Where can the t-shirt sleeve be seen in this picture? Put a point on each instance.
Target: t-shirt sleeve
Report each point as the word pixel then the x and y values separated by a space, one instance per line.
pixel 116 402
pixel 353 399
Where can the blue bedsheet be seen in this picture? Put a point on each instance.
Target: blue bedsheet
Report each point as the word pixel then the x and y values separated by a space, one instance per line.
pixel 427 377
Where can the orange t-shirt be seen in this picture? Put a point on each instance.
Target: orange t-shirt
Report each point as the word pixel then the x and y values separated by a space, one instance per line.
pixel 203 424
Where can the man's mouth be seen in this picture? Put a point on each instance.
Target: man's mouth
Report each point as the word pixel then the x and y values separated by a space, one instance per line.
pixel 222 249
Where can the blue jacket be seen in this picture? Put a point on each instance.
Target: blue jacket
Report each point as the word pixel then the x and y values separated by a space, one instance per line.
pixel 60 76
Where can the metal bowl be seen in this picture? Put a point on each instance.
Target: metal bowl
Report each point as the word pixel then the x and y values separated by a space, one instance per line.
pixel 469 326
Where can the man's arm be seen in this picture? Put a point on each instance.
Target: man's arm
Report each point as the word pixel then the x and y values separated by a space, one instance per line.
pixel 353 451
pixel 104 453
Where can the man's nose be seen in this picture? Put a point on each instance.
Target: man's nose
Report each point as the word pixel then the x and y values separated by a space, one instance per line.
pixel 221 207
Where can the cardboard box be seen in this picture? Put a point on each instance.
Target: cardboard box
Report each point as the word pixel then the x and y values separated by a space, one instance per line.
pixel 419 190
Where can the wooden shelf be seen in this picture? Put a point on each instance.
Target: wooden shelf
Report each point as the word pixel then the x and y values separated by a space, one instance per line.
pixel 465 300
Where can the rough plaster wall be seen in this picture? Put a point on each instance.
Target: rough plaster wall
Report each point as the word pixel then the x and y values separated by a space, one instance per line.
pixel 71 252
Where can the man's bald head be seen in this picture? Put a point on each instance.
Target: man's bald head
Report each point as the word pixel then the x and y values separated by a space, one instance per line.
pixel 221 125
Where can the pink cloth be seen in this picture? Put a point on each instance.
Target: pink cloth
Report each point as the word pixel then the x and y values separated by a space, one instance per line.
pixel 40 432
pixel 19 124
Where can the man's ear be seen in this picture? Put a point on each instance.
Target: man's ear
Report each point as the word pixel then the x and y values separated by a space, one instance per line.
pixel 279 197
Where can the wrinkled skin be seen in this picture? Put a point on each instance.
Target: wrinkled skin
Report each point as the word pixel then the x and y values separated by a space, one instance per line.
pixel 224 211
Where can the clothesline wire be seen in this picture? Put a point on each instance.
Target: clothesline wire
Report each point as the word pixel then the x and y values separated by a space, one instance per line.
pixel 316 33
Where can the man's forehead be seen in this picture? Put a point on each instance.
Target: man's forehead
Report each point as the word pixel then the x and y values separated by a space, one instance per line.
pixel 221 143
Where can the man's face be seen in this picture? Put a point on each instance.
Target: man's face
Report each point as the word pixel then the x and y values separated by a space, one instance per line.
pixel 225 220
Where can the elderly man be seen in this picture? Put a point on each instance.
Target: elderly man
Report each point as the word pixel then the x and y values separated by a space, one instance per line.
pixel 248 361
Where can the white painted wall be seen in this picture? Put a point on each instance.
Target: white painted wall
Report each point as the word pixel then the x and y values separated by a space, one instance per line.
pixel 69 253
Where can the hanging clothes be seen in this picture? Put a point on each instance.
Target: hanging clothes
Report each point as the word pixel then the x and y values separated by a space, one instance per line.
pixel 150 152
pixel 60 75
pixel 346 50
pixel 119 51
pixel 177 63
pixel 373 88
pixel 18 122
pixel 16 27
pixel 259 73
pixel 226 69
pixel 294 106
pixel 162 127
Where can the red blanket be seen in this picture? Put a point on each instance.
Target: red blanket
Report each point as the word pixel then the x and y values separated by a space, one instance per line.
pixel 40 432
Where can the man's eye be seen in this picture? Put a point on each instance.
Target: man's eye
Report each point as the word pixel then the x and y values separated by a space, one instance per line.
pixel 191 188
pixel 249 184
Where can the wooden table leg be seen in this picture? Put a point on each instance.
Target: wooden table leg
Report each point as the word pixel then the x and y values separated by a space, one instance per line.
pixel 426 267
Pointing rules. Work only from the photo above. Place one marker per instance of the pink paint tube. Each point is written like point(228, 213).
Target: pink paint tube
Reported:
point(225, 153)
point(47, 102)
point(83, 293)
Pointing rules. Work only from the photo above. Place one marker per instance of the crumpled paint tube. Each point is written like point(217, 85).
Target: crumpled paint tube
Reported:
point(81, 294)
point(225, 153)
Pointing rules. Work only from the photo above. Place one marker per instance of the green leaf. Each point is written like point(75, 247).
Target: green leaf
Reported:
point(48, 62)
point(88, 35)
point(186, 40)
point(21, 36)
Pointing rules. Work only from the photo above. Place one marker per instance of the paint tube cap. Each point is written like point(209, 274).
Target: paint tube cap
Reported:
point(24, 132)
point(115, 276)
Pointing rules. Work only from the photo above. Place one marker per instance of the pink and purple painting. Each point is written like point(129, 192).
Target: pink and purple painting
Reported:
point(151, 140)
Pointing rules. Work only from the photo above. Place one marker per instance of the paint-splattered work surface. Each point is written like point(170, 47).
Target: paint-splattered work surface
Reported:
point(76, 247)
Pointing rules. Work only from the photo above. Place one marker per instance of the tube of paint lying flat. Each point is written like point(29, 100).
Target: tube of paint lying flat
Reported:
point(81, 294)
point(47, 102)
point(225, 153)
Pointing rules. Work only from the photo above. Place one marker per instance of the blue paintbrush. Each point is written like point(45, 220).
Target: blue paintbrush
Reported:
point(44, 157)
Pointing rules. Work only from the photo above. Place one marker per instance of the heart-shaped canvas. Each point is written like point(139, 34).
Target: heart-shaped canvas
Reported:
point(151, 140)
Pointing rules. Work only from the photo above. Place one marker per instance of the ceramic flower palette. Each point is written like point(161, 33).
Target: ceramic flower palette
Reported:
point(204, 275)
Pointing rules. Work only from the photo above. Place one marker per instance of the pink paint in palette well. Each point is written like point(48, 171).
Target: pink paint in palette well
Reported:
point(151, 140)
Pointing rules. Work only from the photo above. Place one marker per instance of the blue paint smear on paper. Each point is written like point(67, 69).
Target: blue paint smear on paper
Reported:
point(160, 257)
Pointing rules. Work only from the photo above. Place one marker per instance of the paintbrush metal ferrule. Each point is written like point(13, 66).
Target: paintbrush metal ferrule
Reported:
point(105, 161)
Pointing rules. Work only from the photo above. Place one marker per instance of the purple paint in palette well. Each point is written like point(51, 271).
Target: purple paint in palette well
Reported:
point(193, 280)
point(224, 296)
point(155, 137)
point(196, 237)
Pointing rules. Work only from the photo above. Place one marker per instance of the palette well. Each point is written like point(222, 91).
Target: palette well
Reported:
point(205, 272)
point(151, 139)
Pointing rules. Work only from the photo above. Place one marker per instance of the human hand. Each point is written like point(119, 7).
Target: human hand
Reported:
##########
WHAT THE TASK ASKS
Write out the material once more so that every line matches exactly.

SOLUTION FOR THIS EXERCISE
Where can the t-shirt sleeve be seen in this picture? Put a point on each instance.
Target: t-shirt sleeve
Report each point as the word pixel then the x and y values separated by a space, one instance per line.
pixel 116 402
pixel 353 399
Where can the blue bedsheet be seen in this picture? Put a point on each instance.
Target: blue bedsheet
Report each point as the word pixel then the x and y values separated by a space, one instance per line.
pixel 427 377
Where can the orange t-shirt be seen in this picture? Put a point on each instance.
Target: orange t-shirt
Report each point as the word pixel then the x and y values separated by a space, one instance per line.
pixel 203 424
Where can the man's mouth be seen in this picture? Put a point on each instance.
Target: man's mouth
Report each point as the word pixel then the x and y values separated by a space, one instance per line.
pixel 222 249
Where can the blue jacket be seen in this picture? Put a point on each instance.
Target: blue jacket
Report each point as the word pixel then the x and y values separated by a space, one instance per line.
pixel 60 76
Where can the metal bowl be seen in this picture? Put a point on each instance.
Target: metal bowl
Report each point as the word pixel then the x and y values separated by a space, one instance per line.
pixel 469 326
Where can the man's arm be seen in this picture? Put a point on each instance.
Target: man's arm
Report each point as the word pixel then the x and y values separated by a space, one instance per line.
pixel 353 451
pixel 104 453
Where can the man's nose be seen in this picture? Put a point on each instance.
Target: man's nose
Report each point as the word pixel then the x and y values separated by a space, one instance per line.
pixel 221 207
Where can the cardboard box be seen in this picture? Put a point on each instance.
Target: cardboard box
Report each point as the word pixel then the x and y values separated by a space, one instance per line.
pixel 419 190
Where can the wooden shelf be seen in this picture? Put a point on each instance.
Target: wooden shelf
Report each point as the word pixel then the x and y values separated by a space, one instance per line.
pixel 465 300
Where can the rough plaster wall be seen in this picture? Put a point on each instance.
Target: rough plaster wall
Report each point as the word pixel then the x and y values separated by a space, one instance per line.
pixel 71 252
Where can the man's bald head be seen in this picture? Put a point on each instance.
Target: man's bald head
Report each point as the word pixel then the x and y values separated by a space, one instance per line.
pixel 221 125
Where can the pink cloth be seen in this picture? Put a point on each instance.
Target: pink cloth
Report each point as the word pixel then the x and y values separated by a space, one instance per line.
pixel 40 432
pixel 19 124
Where can the man's ear be seen in this picture? Put a point on each instance.
Target: man's ear
Report each point as the word pixel then the x and y values separated by a space, one instance per line.
pixel 279 197
Where can the wrinkled skin be seen in this picture? Put a point on each instance.
Target: wrinkled skin
Report each point as the word pixel then the x and y values separated by a space, one instance per line.
pixel 224 211
Where can the clothesline wire be seen in this picture? Put a point on each instance.
Target: clothesline wire
Report each point as the word pixel then the x and y values separated by a space, one instance per line.
pixel 316 33
Where can the man's forehead be seen in this picture? Put a point on each instance.
Target: man's forehead
Report each point as the word pixel then the x and y values separated by a space, one instance per line.
pixel 221 143
Where can the man's face be seen in this picture? Put a point on each instance.
Target: man's face
Report each point as the word pixel then the x and y values separated by a space, one instance per line.
pixel 225 220
Where can the elderly man be seen in this picture? Put a point on each instance.
Target: elderly man
Report each point as the word pixel then the x and y values separated by a space, one instance per line.
pixel 248 361
Where can the white painted wall be seen in this picture? Put a point on each instance.
Target: white painted wall
Report each point as the word pixel then the x and y values separated by a space, one instance per line.
pixel 69 253
Where can the hanging clothes be seen in this picture? Put a point on each instance.
Target: hanging clothes
Report each point as the word pixel then the x and y values separated by a space, one instance per line.
pixel 150 152
pixel 60 75
pixel 346 50
pixel 119 51
pixel 177 63
pixel 373 88
pixel 18 122
pixel 16 27
pixel 259 73
pixel 226 69
pixel 294 106
pixel 162 127
Where can the red blanket be seen in this picture? Put a point on each instance.
Target: red blanket
Report each point as the word pixel then the x and y values separated by a space, one instance per line.
pixel 40 432
Where can the man's eye be seen in this picture? Put a point on each instance.
Target: man's eye
Report each point as the word pixel then the x and y values separated by a space, one instance per line.
pixel 191 188
pixel 249 184
Where can the wooden table leg be seen in this picture? Put a point on each instance.
Target: wooden table leg
Report each point as the word pixel then the x and y values separated by a space, one instance per line.
pixel 426 267
Pointing rules. Work only from the photo above. Place one marker per instance of the pink paint tube. Each point is written like point(228, 213).
Target: pink paint tube
Reported:
point(225, 153)
point(47, 102)
point(83, 293)
Pointing rules. Work only from the photo above. Place one marker per instance of the crumpled paint tube. Each point is written like point(217, 85).
Target: crumpled paint tube
Reported:
point(81, 294)
point(225, 153)
Pointing rules. Work only from the photo above. Place one marker per instance of the green leaf. Each point is written like point(75, 247).
Target: green leaf
Reported:
point(48, 62)
point(88, 35)
point(186, 40)
point(21, 36)
Pointing rules. Work only from the photo above. Place one marker per instance of the paint tube cap. Each point is written like point(209, 274).
Target: paint tube cap
Reported:
point(24, 132)
point(115, 276)
Pointing rules. Work only from the photo above. Place one marker per instance of the pink and purple painting. Each point is written like point(129, 192).
Target: pink and purple painting
Reported:
point(151, 140)
Pointing rules. Work only from the photo above. Place one marker per instance of the paint-splattered work surface. Each point is written like point(170, 47).
Target: paint-splattered work surface
Reported:
point(76, 247)
Pointing rules. Work only from the photo above. Place one marker per instance of the tube of paint lying flat. Each point is written like point(29, 100).
Target: tube of paint lying flat
Reported:
point(81, 294)
point(47, 102)
point(225, 153)
Pointing rules. Work only from the photo above. Place one marker per instance of the blue paintbrush. Each point is written like point(45, 220).
Target: blue paintbrush
Reported:
point(44, 157)
Pointing rules. Work only from the photo above. Place one marker per instance of the heart-shaped canvas. Each point is written like point(139, 34).
Target: heart-shaped canvas
Reported:
point(151, 140)
Pointing rules. Work only from the photo above. Place one marker per instance of the ceramic flower palette. Each point is written like point(161, 33).
Target: ceramic flower palette
Reported:
point(204, 275)
Pointing rules. Work only from the photo above. Place one marker per instance of the pink paint in palette well. Each point is written like point(48, 171).
Target: pink paint in palette well
Reported:
point(151, 140)
Pointing rules. Work only from the photo above. Place one marker per instance of the blue paint smear on paper. Each point is written like point(67, 69).
Target: blue paint smear on paper
Reported:
point(160, 257)
Pointing rules. Work only from the photo above. Place one marker per instance of the paintbrush metal ferrule. Each point is written like point(13, 66).
Target: paintbrush metal ferrule
Reported:
point(105, 161)
Pointing rules. Work only from the photo above. Place one marker per instance of the purple paint in palette well. Each point is written like point(51, 271).
Target: purple paint in palette well
Reported:
point(193, 280)
point(224, 296)
point(155, 137)
point(196, 237)
Pointing rules. Work only from the photo above. Place one marker per instance of the palette well. Each point is written like point(222, 91).
Target: palette well
Reported:
point(205, 272)
point(151, 139)
Pointing rules. Work only from the photo above. Place one marker per instance of the human hand. Each point is written like point(119, 7).
Target: human hand
Reported:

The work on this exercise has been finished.